▶ [Raw records]

━━━

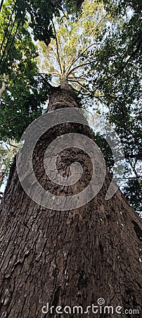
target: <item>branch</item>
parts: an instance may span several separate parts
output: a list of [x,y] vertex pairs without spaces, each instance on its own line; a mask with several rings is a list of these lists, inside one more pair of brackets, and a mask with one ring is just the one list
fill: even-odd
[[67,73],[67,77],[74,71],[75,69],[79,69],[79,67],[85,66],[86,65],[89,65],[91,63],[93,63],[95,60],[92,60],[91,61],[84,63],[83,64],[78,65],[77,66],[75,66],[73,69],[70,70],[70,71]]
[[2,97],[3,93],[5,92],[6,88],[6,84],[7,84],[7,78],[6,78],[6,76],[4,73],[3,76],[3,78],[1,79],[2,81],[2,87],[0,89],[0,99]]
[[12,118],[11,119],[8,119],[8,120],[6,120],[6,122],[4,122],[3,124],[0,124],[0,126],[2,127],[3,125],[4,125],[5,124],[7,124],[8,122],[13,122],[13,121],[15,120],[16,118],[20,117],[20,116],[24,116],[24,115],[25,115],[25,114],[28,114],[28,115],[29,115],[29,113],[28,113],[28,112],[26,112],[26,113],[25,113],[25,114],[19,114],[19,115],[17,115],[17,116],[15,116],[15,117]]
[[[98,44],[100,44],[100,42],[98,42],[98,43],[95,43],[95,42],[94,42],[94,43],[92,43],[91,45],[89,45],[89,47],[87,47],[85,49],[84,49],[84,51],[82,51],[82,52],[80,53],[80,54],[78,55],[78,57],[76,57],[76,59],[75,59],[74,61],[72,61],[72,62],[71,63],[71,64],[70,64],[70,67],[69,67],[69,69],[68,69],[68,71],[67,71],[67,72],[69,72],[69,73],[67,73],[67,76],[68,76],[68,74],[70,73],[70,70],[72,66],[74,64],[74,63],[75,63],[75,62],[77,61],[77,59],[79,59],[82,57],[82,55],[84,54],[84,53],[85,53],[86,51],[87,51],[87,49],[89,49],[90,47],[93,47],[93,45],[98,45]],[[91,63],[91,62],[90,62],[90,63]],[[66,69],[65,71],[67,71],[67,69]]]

━━━

▶ [Exercise aim] Rewrite these entries, swapping each "instance" for "object" and keeping everything else the same. Leave out the pictures.

▶ [Solution to the exercise]
target: <item>branch</item>
parts: an object may span several separate parts
output: a list of [x,y] vertex pairs without spaces, each object on its own line; a mask with several rings is a list of these lists, inside one more pair of brackets, and a mask with one ring is just the one list
fill: even-odd
[[67,73],[67,77],[74,71],[75,69],[79,69],[79,67],[85,66],[86,65],[89,65],[91,63],[93,63],[95,60],[92,60],[91,61],[84,63],[83,64],[78,65],[77,66],[75,66],[73,69],[70,70],[70,71]]
[[2,97],[3,93],[5,92],[6,88],[6,84],[7,84],[7,78],[6,78],[6,76],[4,73],[3,76],[3,78],[1,79],[2,81],[2,87],[0,89],[0,99]]
[[12,118],[11,119],[8,119],[8,120],[6,120],[6,122],[4,122],[3,124],[0,124],[0,126],[2,127],[3,125],[4,125],[5,124],[7,124],[8,122],[13,122],[13,121],[15,120],[16,118],[20,117],[20,116],[24,116],[24,115],[25,115],[25,114],[28,114],[28,115],[29,115],[29,113],[28,113],[28,112],[26,112],[26,113],[25,113],[25,114],[19,114],[19,115],[17,115],[17,116],[15,116],[15,117]]
[[[98,44],[100,44],[100,42],[98,42],[98,43],[95,43],[95,42],[94,42],[94,43],[92,43],[91,45],[89,45],[89,47],[87,47],[85,49],[84,49],[84,51],[82,51],[82,52],[80,53],[80,54],[78,55],[78,57],[76,57],[76,59],[75,59],[74,61],[72,61],[72,62],[71,63],[71,64],[70,64],[70,67],[69,67],[69,69],[68,69],[68,71],[67,71],[67,72],[69,72],[69,73],[67,73],[67,76],[68,76],[68,74],[70,73],[70,70],[72,66],[74,64],[74,63],[75,63],[75,62],[77,61],[77,59],[79,59],[82,57],[82,55],[84,54],[84,53],[85,53],[86,51],[87,51],[87,49],[89,49],[90,47],[93,47],[93,45],[98,45]],[[91,63],[91,62],[90,62],[90,63]],[[66,69],[65,71],[67,71],[67,69]]]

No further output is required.